**課題**
以下の項目から、「green」という語を含む行をすべて抜き出してください。

**対象の項目**
####################

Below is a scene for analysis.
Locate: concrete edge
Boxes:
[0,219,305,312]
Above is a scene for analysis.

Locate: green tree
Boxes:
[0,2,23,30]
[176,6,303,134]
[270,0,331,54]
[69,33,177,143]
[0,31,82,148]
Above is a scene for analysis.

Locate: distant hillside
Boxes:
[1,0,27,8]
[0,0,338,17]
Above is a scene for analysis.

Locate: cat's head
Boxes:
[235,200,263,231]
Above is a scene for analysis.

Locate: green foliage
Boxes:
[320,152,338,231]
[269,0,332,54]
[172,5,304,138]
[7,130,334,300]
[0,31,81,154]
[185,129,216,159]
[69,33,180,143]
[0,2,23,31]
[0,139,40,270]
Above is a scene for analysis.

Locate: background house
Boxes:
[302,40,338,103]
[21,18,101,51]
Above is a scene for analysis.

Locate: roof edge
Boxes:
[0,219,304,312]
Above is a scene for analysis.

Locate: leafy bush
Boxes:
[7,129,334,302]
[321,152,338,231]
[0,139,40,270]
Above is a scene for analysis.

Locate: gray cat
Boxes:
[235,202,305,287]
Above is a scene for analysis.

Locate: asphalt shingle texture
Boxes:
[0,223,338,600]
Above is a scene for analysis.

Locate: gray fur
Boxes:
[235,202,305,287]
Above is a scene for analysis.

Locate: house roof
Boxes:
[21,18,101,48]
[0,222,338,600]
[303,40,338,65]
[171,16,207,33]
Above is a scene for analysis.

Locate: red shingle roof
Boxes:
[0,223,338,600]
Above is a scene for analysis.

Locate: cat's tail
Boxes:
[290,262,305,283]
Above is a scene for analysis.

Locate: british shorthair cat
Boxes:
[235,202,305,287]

####################

**解答全文**
Locate: green tree
Locate: green foliage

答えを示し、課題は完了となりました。